:: What you are asked to do ::
The full set of entries is to be returned word for word.

:: Data shown ::
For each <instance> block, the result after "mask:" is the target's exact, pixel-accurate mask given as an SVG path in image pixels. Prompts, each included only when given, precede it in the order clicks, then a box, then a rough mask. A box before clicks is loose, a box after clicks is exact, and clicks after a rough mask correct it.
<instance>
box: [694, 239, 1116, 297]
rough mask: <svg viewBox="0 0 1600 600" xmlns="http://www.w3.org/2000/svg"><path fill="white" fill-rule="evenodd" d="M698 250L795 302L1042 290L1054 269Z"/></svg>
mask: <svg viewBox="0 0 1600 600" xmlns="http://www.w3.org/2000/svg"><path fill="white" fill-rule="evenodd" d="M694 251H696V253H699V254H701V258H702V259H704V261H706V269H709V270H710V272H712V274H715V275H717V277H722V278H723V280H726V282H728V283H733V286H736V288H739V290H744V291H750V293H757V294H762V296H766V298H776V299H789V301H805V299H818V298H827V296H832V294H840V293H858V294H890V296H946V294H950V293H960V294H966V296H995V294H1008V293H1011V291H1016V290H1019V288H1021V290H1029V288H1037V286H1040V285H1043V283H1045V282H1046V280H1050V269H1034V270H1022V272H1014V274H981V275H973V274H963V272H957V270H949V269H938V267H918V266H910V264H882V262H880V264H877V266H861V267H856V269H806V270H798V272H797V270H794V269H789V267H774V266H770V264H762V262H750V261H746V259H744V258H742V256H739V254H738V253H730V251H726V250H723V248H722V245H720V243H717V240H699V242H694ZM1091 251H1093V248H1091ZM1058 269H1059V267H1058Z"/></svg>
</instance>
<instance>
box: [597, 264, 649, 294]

:: Result of the task ::
For each <instance> block, the result after "mask:" is the target's exact, pixel-accurate mask given as an SVG path in image pixels. Prompts, each included only when given, precede it in the order clicks, then a box, then a rough mask. A box before clicks is loose, a box after clicks is exact, and clicks after a rough mask correct it.
<instance>
box: [694, 239, 1116, 297]
rough mask: <svg viewBox="0 0 1600 600" xmlns="http://www.w3.org/2000/svg"><path fill="white" fill-rule="evenodd" d="M698 250L795 302L1042 290L1054 269Z"/></svg>
mask: <svg viewBox="0 0 1600 600" xmlns="http://www.w3.org/2000/svg"><path fill="white" fill-rule="evenodd" d="M694 251H696V253H699V254H701V258H702V259H704V261H706V269H709V270H710V272H712V274H715V275H717V277H722V278H723V280H726V282H728V283H733V286H736V288H739V290H744V291H750V293H757V294H762V296H766V298H776V299H789V301H805V299H818V298H827V296H832V294H840V293H858V294H890V296H946V294H950V293H960V294H966V296H995V294H1008V293H1011V291H1016V290H1019V288H1021V290H1029V288H1037V286H1040V285H1043V283H1045V282H1046V280H1050V269H1034V270H1022V272H1014V274H981V275H973V274H963V272H957V270H949V269H938V267H918V266H910V264H882V262H880V264H877V266H861V267H856V269H806V270H798V272H797V270H794V269H789V267H774V266H770V264H762V262H750V261H746V259H744V258H742V256H739V254H738V253H730V251H726V250H723V248H722V245H720V243H717V240H699V242H694ZM1091 251H1093V248H1091ZM1058 269H1059V267H1058Z"/></svg>
</instance>
<instance>
box: [597, 264, 649, 294]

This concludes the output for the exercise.